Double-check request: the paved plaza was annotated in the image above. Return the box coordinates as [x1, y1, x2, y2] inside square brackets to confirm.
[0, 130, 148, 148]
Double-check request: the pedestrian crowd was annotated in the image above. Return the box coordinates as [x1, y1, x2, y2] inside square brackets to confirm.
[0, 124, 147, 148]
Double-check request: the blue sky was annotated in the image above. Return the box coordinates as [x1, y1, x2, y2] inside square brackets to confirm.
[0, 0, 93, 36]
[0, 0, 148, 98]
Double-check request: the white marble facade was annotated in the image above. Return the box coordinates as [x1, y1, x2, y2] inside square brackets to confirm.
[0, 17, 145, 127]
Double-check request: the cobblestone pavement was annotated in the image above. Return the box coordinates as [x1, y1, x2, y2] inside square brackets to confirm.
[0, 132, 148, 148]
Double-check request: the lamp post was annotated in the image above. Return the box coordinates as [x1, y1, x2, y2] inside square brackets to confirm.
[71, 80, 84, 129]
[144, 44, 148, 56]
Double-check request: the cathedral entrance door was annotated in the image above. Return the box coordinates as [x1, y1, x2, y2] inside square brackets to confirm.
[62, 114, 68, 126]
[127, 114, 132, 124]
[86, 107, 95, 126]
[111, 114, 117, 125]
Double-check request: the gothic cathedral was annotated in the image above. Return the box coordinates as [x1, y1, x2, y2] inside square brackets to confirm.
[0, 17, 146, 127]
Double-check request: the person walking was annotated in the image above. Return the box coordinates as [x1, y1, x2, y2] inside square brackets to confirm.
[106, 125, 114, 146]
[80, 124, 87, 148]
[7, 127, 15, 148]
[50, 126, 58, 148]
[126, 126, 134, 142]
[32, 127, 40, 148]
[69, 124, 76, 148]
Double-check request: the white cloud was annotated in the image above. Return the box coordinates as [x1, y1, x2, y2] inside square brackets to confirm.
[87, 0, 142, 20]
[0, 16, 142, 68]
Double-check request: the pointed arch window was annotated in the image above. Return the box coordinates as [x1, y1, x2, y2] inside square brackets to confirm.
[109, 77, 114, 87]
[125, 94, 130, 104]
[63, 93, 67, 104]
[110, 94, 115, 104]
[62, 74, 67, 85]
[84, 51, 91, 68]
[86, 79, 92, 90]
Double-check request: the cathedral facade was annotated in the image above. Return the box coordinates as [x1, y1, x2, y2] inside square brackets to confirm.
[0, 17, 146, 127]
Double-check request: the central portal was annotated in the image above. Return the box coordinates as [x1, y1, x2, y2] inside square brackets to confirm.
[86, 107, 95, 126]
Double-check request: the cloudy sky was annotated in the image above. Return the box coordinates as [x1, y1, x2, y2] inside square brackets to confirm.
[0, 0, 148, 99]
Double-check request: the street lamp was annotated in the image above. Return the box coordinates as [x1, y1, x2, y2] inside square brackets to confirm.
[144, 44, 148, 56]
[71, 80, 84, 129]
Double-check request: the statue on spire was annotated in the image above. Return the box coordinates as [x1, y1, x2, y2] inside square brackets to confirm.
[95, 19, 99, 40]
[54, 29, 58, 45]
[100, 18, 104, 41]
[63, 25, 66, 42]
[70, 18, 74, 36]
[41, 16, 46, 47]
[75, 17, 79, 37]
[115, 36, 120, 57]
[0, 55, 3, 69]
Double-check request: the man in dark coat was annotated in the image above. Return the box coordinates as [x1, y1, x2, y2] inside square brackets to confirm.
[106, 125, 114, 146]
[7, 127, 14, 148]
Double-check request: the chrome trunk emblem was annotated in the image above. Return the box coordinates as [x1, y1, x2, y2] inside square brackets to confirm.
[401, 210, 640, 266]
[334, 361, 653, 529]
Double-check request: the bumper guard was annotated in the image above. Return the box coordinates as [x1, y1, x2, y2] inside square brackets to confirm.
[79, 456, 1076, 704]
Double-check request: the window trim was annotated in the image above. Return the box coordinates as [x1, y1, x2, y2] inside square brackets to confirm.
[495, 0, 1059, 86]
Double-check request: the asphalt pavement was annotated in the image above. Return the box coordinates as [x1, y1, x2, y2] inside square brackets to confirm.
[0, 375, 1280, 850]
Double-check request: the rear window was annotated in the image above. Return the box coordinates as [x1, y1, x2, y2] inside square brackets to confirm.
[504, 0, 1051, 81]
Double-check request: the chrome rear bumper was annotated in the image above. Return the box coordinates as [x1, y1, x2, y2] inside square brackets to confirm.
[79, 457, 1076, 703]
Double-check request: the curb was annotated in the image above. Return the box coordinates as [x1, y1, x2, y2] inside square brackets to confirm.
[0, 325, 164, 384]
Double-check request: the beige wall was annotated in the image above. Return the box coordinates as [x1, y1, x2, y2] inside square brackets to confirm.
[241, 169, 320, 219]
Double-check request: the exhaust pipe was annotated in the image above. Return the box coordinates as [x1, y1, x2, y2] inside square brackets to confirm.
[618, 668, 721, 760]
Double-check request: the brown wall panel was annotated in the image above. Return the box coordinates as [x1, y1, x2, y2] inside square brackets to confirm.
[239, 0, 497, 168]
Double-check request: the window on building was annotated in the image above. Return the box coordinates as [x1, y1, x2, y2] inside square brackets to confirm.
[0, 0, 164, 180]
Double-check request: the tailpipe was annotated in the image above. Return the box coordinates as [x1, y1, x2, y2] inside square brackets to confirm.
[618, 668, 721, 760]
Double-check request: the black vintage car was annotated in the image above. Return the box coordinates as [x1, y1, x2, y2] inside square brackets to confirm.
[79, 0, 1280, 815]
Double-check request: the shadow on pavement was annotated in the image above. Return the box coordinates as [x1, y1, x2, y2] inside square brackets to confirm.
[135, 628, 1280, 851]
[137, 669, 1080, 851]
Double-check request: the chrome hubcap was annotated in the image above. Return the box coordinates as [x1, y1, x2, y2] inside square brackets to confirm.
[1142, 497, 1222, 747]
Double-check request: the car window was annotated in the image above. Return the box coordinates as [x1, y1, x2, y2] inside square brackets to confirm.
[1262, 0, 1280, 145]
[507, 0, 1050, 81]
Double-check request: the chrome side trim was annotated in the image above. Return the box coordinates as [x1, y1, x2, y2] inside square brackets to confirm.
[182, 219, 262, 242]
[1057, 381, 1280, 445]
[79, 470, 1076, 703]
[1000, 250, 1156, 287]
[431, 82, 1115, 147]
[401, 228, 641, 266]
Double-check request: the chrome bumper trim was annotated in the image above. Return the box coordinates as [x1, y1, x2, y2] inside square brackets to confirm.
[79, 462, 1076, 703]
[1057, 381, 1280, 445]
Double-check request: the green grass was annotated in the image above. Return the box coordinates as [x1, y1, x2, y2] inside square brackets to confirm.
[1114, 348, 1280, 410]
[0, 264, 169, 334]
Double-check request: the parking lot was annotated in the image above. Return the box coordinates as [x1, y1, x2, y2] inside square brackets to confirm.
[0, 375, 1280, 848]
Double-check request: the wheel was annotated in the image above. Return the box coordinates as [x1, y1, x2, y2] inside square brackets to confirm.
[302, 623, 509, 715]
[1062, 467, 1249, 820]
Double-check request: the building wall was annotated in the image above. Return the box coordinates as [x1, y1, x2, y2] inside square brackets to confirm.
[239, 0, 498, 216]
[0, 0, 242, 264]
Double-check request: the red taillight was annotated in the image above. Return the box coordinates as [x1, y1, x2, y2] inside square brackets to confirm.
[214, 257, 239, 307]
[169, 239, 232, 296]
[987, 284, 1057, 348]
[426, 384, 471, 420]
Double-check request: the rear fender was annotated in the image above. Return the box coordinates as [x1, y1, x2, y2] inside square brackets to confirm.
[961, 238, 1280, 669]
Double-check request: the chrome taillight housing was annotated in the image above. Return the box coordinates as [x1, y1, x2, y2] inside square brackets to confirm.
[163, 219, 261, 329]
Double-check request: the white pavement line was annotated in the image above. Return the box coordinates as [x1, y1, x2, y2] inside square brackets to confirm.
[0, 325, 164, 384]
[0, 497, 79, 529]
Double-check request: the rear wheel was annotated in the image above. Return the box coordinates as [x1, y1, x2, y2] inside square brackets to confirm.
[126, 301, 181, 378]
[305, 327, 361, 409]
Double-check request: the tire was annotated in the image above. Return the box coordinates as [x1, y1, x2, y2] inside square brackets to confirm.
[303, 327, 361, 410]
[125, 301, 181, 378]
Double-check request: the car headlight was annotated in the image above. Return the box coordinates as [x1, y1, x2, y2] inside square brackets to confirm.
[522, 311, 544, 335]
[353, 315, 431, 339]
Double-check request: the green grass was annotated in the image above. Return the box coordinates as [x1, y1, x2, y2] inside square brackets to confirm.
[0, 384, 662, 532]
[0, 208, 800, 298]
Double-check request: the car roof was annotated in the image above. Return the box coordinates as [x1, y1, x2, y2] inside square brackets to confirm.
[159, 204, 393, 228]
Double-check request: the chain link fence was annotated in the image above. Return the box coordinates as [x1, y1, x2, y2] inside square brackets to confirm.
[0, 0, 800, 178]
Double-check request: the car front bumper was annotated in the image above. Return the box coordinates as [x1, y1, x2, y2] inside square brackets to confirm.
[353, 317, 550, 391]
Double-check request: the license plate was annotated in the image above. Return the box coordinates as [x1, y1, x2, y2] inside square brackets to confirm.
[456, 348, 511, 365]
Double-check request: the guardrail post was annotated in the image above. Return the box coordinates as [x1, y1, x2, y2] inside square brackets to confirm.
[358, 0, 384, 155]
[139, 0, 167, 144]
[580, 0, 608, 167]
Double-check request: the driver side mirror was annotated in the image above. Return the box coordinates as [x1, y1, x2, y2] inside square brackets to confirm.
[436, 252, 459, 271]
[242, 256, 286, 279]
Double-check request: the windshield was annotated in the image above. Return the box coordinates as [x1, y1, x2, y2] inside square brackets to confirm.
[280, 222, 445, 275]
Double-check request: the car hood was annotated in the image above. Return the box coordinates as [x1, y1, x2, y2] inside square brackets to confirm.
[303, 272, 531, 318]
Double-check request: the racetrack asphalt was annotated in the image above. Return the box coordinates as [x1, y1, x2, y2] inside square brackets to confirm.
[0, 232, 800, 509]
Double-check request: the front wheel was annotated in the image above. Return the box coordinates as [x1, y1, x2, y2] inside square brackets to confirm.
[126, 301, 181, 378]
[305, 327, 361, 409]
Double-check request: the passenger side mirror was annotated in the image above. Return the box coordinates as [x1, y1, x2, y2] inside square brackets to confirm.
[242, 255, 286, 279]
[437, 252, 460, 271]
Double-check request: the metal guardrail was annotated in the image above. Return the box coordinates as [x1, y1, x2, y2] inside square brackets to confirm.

## GOAL OF THE EXERCISE
Rewrite the entries beginning with the line that contains "Double-check request: the car headlight" and continuing through the line that contains "[0, 208, 800, 298]", replacing "green grass" with "grass field" and leaving everything else unchanged.

## RESPONSE TO THIS EXERCISE
Double-check request: the car headlight was annotated in the image above. Return the box coordinates as [x1, y1, x2, y2] inside square brackets to confirm.
[522, 311, 544, 335]
[353, 315, 431, 339]
Double-check request: the grass field was annotated in the image above. Return the box coordinates as [x1, y1, x2, y2] inside square brackets to confirm.
[0, 384, 662, 532]
[0, 208, 800, 298]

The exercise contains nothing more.